Activities —
**a.** Using the formulation passage, answer each question below, marking your answers (i), (ii) and (iii).
(i) What pH range is preferred for the formulations described?
(ii) What range of EDTA does the Tris-EDTA buffer in the preferred solution formulation contain?
(iii) Between what percentages of at least one cosolvent do the preferred compositions contain?
**b.** Decide whether each statement below agrees with the formulation passage, answering yes or no and quoting the words that settle it.
(i) A high pH of about 8.5 is preferred.
(ii) Ethanol is excluded from what the term "cosolvent" covers.
(iii) The preferred solution formulation contains PEG within a range of about 40% w/v to about 60% w/v.
**c.** Proceed with the formulation passage, writing on from after its final sentence.

Text provided —
=== Begin Enclosure ===

An example composition of the present invention comprises about 20mg/mr to about 60mg/ml of the compound (ON.1210.Na); Tris-EDTA buffer within the range of about 0.15M to about 0.25M; PEG 400 within the range of about 45% w/v to about 55% w/v; and, wherein the composition has a pH within the range of about 8.4 to about 8.6, and the compound is substantially stable in the composition at about 250C for at least about 120 days.
Formulations described herein are preferred which have a pH within a range of about 7.5 to about 9.2. High pH, e.g., about 8.5, is preferred. Compositions are preferred that comprise between about 0.5% and about 90% of at least one cosolvent, e.g. at least about 10%, at least about 20%, at least about 25%, at least about 30%, at least about 35%, at least about 40%, at least about 45%, at least about 50%, at least about 55%, at least about 60%, at least about 65%, at least about 70%, at least about 75%, at least about 80%, at least about 85%, and at least about 90%. The term "cosolvent", as used herein, includes but is not limited to water soluble excipients known in the art including polyethylene glycol (PEG) (e.g., PEG 400), polypropylene glycol, polyglycerol, DMA, propylene glycol, glycerol, ethanol, sorbitol, and isopropyl alcohol.
A preferred solution formulation of the present invention comprises Tris-EDTA buffer composed of Tris within the range of about 0.005M to about 0.5M and EDTA within the range of about 0.0005M to about 0.05M ; PEG within the range of about 40% w/v to about 60% w/v; and, wherein the composition has a pH within the range of about 8.3 to about 8.7. An exemplary composition comprises between about 20mg/ml to about 60mg/ml of the compound (ON.1210.Na); Tris-EDTA composed of Tris within the range of about 0.15M to about 0.25M and EDTA within the range of about 0.015M to about 0.025M; PEG 400 within the range of about 45% w/v to about 55% w/v; and, wherein the composition has a pH within the range of about 8.4 to about 8.6, and the compound is substantially stable in the
composition at about 250C for at least about 120 days.

=== End Enclosure ===

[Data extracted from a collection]
=== Begin Enclosure ===

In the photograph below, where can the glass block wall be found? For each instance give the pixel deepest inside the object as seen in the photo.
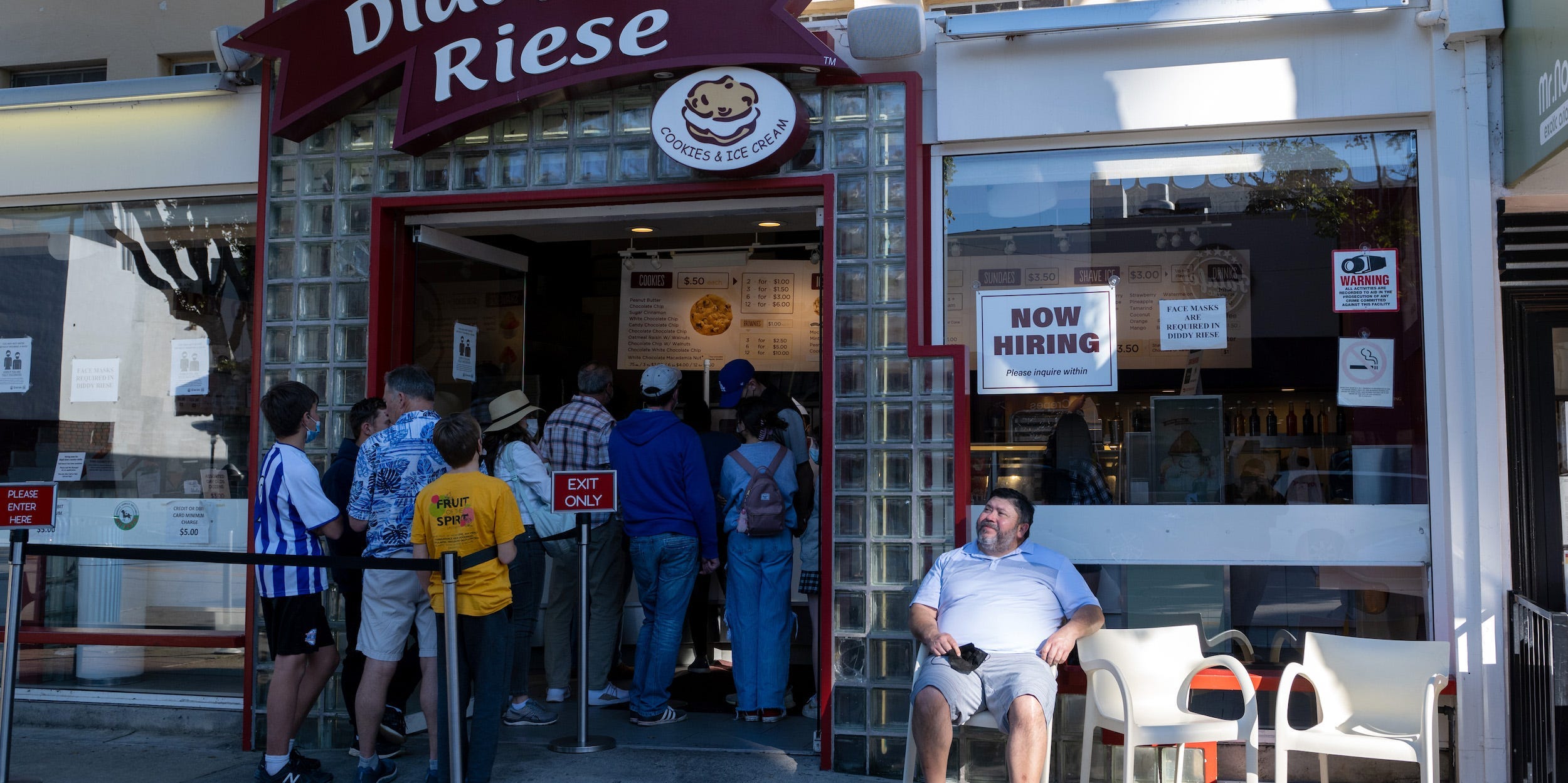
(893, 467)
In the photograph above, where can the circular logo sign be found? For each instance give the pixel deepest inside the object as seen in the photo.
(729, 121)
(126, 516)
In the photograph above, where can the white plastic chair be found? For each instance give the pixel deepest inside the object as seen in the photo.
(1375, 699)
(982, 719)
(1139, 686)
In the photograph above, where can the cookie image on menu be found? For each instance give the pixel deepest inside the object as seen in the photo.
(711, 315)
(722, 112)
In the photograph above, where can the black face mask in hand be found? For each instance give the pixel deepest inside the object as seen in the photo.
(967, 658)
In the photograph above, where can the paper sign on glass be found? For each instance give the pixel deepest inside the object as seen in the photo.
(189, 364)
(18, 365)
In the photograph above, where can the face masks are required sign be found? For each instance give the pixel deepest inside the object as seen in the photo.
(1048, 340)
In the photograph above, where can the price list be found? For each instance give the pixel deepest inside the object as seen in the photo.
(769, 293)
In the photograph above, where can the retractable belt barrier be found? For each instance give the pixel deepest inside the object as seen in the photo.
(449, 566)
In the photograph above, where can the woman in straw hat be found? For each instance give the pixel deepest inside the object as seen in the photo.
(510, 456)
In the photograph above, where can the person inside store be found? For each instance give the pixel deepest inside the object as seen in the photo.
(290, 513)
(468, 513)
(669, 507)
(739, 381)
(760, 516)
(394, 466)
(701, 621)
(510, 456)
(578, 438)
(366, 419)
(998, 616)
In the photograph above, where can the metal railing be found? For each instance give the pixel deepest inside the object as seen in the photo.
(1539, 700)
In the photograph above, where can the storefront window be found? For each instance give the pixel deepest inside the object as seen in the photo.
(1302, 450)
(126, 332)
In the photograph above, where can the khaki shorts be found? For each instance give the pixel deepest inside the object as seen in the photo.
(394, 603)
(993, 686)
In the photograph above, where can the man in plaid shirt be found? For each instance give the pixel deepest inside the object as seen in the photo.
(578, 438)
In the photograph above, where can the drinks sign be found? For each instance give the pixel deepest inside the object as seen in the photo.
(466, 63)
(729, 121)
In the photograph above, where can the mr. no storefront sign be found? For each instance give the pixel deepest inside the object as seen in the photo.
(466, 63)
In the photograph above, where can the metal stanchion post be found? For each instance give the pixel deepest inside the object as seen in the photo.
(13, 624)
(582, 743)
(449, 602)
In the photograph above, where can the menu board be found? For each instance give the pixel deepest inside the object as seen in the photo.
(767, 312)
(1145, 279)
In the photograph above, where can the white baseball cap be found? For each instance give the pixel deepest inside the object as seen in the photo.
(659, 379)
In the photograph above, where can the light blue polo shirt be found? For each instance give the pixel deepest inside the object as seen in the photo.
(1002, 605)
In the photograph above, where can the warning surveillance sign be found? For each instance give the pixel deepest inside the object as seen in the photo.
(1366, 281)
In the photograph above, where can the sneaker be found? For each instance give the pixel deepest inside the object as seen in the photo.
(609, 696)
(383, 749)
(669, 716)
(527, 715)
(393, 725)
(383, 772)
(302, 762)
(290, 774)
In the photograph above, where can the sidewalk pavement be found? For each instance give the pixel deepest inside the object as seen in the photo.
(65, 755)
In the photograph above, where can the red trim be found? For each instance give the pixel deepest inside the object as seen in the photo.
(130, 638)
(258, 359)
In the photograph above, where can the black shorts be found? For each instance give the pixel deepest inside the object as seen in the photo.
(295, 625)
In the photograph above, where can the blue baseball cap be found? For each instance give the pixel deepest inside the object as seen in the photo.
(733, 379)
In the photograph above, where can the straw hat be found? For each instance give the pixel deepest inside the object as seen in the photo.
(509, 409)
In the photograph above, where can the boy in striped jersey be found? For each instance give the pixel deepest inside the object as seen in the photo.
(290, 513)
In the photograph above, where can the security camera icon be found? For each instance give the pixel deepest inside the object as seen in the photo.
(1363, 263)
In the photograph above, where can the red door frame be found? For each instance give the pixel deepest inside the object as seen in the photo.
(393, 303)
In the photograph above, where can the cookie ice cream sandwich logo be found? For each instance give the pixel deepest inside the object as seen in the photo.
(729, 121)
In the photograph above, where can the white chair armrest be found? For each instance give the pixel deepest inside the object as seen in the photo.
(1283, 700)
(1099, 665)
(1233, 636)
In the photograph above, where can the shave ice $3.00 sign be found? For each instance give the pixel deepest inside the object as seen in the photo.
(584, 491)
(1048, 340)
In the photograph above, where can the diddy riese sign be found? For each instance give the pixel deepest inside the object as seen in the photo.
(466, 63)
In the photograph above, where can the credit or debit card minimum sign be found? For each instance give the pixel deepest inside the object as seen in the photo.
(582, 491)
(27, 507)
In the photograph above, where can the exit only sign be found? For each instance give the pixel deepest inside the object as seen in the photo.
(582, 491)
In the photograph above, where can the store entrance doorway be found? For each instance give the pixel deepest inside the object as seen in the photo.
(519, 300)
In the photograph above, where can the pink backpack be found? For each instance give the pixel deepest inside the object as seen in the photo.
(763, 505)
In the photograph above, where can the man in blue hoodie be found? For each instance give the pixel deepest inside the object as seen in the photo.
(667, 503)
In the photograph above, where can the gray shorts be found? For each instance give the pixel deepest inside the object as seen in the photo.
(396, 602)
(993, 686)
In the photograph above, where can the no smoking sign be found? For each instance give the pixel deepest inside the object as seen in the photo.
(1366, 376)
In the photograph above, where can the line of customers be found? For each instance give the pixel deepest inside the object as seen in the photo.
(411, 485)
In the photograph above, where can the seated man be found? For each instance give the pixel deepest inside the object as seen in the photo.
(1020, 603)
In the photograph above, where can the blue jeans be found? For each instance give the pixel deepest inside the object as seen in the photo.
(484, 672)
(760, 617)
(665, 566)
(527, 587)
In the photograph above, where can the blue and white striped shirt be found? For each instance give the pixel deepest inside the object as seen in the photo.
(289, 507)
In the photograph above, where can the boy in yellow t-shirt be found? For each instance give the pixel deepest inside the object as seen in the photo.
(466, 511)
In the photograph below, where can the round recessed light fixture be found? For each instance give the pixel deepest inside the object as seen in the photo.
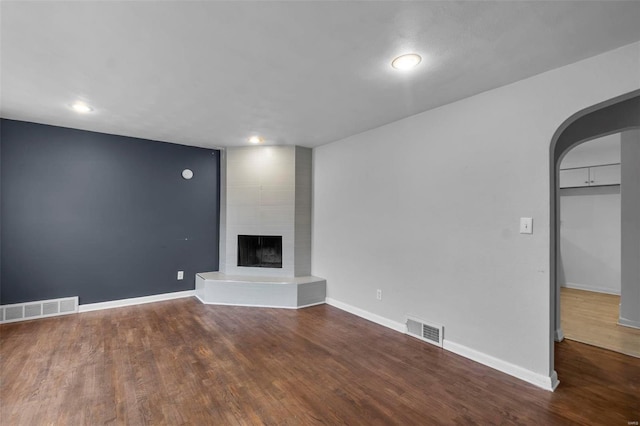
(406, 62)
(81, 107)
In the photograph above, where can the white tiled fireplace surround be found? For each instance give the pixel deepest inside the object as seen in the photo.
(265, 190)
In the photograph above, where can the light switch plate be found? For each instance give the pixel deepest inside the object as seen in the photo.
(526, 225)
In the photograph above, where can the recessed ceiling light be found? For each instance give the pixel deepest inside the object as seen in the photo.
(406, 62)
(81, 107)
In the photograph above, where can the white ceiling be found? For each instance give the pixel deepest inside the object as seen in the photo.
(210, 74)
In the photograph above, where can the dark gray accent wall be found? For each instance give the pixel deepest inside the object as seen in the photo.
(101, 216)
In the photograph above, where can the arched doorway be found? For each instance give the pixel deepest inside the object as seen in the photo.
(612, 116)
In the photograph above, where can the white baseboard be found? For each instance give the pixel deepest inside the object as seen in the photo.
(604, 290)
(542, 381)
(135, 301)
(397, 326)
(628, 323)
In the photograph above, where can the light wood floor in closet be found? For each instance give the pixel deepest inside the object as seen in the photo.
(592, 318)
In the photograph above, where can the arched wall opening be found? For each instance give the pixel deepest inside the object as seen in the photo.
(613, 116)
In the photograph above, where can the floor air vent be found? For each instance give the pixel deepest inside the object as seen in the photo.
(431, 333)
(39, 309)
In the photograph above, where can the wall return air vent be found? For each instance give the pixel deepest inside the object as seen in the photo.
(423, 330)
(38, 309)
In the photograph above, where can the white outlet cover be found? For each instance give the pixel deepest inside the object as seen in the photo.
(526, 225)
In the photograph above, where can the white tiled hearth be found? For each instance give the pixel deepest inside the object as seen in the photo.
(296, 292)
(265, 191)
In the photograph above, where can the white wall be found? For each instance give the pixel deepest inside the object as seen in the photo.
(590, 239)
(427, 209)
(630, 297)
(604, 150)
(590, 223)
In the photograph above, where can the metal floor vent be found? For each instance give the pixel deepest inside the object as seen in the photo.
(38, 309)
(429, 332)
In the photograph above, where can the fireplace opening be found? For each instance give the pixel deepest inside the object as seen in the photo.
(260, 251)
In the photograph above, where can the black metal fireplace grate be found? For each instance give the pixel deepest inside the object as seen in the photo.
(260, 251)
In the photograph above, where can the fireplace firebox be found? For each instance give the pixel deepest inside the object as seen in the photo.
(260, 251)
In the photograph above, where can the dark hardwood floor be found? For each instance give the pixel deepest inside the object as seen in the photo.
(181, 362)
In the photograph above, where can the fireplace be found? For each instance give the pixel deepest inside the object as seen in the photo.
(260, 251)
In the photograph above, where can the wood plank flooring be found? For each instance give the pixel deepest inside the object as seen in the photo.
(182, 362)
(592, 318)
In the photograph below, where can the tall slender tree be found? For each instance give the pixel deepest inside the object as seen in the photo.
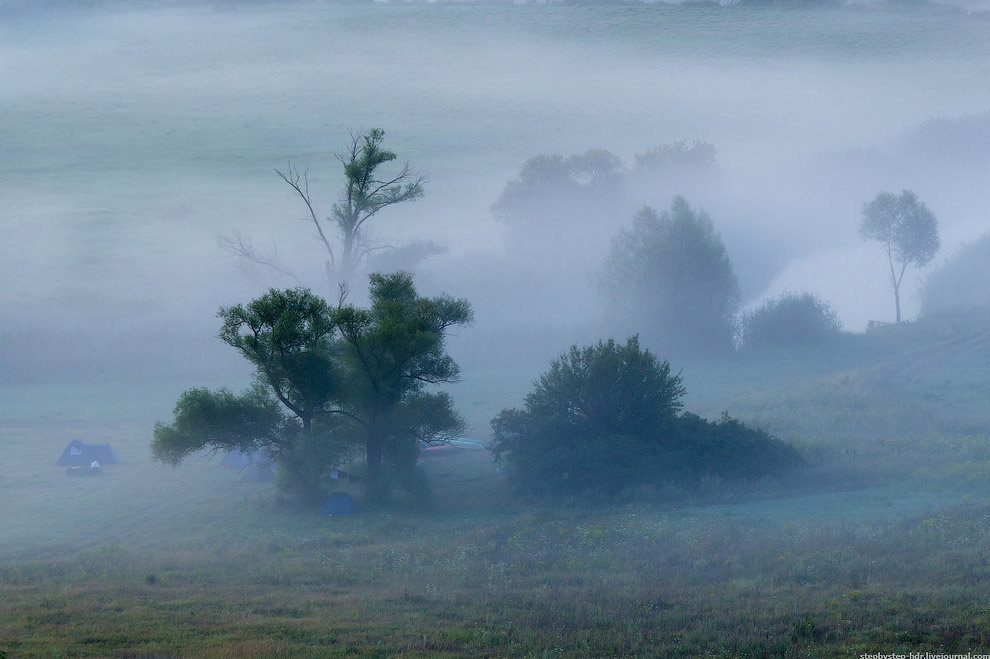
(906, 229)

=== End Enclosure ===

Answers to the problems —
**a.**
(i) About 7.5 to about 9.2.
(ii) About 0.0005M to about 0.05M.
(iii) Between about 0.5% and about 90%.

**b.**
(i) Yes: "High pH, e.g., about 8.5, is preferred."
(ii) No: "including polyethylene glycol (PEG) (e.g., PEG 400), polypropylene glycol, polyglycerol, DMA, propylene glycol, glycerol, ethanol, sorbitol, and isopropyl alcohol."
(iii) Yes: "PEG within the range of about 40% w/v to about 60% w/v."

**c.**
SUSPENSIONS
Suspension formulations described herein are aqueous compositions wherein a portion of the drug is in solution while a remaining portion is in solid phase in the composition. The concentration of drug in the solution phase of the suspension depends on the final pH of the suspension. Higher the pH; higher will be the concentration of drug in the solution phase. At pH of about 8.5, the drug in the solution phase is at concentration of about 1 mg/ml. However, that concentration can be easily manipulated by the use of hydrophilic wetting agent in the suspension. For example: with reference to a solution formulation containing 0.2M TRIS-EDTA pH8.5 which has a drug concentration of 25 mg/ml, if Tween 80 is added, for example, to a concentration of about 1% and the drug concentration is increased beyond 50 mg/ml then we would have a suspension. In other words, we can easily manipulate the drug concentration in the solution phase from 0.1 mg/ml to about 50 mg/ml, for example.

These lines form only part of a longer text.